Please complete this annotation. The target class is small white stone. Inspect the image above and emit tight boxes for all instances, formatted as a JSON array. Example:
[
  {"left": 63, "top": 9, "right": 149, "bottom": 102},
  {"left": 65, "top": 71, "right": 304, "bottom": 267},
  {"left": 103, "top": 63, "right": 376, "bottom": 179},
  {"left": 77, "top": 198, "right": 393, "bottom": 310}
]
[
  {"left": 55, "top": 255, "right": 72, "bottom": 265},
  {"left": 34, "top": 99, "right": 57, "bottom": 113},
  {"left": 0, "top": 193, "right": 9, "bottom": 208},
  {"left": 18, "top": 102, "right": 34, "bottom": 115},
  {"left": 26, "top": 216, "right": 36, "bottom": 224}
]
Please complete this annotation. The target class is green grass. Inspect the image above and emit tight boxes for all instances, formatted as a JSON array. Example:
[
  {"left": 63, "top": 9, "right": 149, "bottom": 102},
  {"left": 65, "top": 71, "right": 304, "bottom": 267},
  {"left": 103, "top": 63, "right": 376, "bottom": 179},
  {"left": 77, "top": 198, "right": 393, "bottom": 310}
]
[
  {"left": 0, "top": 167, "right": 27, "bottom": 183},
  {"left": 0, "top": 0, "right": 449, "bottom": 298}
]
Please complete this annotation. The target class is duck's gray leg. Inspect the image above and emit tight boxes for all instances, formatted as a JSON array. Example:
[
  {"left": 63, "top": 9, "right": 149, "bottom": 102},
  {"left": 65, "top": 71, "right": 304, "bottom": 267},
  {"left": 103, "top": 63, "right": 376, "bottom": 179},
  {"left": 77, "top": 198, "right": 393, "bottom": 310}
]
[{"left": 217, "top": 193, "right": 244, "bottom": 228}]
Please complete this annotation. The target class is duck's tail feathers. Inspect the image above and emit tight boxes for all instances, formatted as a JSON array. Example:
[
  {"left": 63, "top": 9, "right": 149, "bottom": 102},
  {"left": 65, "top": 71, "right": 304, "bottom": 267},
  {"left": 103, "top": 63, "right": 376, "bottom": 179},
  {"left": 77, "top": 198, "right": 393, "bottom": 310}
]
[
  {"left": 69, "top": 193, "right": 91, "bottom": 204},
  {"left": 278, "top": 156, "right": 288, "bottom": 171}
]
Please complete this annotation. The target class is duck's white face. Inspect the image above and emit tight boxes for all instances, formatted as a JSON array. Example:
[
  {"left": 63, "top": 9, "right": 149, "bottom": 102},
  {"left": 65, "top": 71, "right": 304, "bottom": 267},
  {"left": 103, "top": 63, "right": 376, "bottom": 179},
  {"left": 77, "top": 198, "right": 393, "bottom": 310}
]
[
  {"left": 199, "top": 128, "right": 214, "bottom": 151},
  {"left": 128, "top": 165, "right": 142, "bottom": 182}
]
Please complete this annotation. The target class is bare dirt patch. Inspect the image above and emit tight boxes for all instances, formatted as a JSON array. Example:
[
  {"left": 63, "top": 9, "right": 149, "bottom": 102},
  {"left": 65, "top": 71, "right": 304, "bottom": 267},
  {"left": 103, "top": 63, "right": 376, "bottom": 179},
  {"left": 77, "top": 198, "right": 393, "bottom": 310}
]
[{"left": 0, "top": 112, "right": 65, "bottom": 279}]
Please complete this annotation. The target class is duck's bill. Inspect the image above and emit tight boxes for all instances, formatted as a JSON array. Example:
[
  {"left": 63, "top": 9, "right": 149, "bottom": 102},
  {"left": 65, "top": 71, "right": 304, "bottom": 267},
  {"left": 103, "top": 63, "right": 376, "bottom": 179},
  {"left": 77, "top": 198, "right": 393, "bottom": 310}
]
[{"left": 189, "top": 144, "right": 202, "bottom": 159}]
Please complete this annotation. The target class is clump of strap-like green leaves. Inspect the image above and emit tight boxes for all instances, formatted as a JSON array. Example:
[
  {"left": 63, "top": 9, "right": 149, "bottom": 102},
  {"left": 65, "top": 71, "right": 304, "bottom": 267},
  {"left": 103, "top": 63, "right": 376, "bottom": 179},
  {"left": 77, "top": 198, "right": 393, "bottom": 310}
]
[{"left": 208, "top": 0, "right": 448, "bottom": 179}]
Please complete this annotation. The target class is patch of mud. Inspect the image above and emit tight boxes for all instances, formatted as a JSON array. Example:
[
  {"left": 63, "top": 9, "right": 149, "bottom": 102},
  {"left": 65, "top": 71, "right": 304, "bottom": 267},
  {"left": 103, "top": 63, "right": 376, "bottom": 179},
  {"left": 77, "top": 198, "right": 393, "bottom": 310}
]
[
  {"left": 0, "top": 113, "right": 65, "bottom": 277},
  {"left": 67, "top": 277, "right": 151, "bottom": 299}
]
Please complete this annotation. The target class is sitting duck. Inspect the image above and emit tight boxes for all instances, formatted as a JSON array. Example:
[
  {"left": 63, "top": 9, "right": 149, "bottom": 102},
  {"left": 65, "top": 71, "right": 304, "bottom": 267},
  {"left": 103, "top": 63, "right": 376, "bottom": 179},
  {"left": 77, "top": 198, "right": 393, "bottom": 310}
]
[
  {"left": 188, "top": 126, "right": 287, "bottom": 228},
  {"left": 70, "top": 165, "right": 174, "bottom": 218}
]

════════════════════

▶ _Do this_:
Reproduce only those lines of the entries above that run from the line with "Please complete this annotation. The target class is patch" to the final line.

▶ _Answer below_:
Please complete this annotation. The target class is patch of mud. Inspect the image above and emit tight boxes for all instances, formatted as a JSON array. Example:
[
  {"left": 63, "top": 9, "right": 149, "bottom": 102},
  {"left": 65, "top": 71, "right": 304, "bottom": 267},
  {"left": 103, "top": 63, "right": 376, "bottom": 179},
  {"left": 77, "top": 198, "right": 393, "bottom": 310}
]
[
  {"left": 0, "top": 113, "right": 65, "bottom": 277},
  {"left": 67, "top": 277, "right": 151, "bottom": 299}
]
Please complete this annotation. The target class is sitting duck. Inspect the image above and emit tight boxes for all instances, formatted as a JSON array. Example:
[
  {"left": 63, "top": 9, "right": 149, "bottom": 102},
  {"left": 65, "top": 71, "right": 304, "bottom": 267},
  {"left": 103, "top": 63, "right": 376, "bottom": 179},
  {"left": 77, "top": 198, "right": 393, "bottom": 310}
]
[
  {"left": 188, "top": 126, "right": 287, "bottom": 228},
  {"left": 70, "top": 165, "right": 174, "bottom": 218}
]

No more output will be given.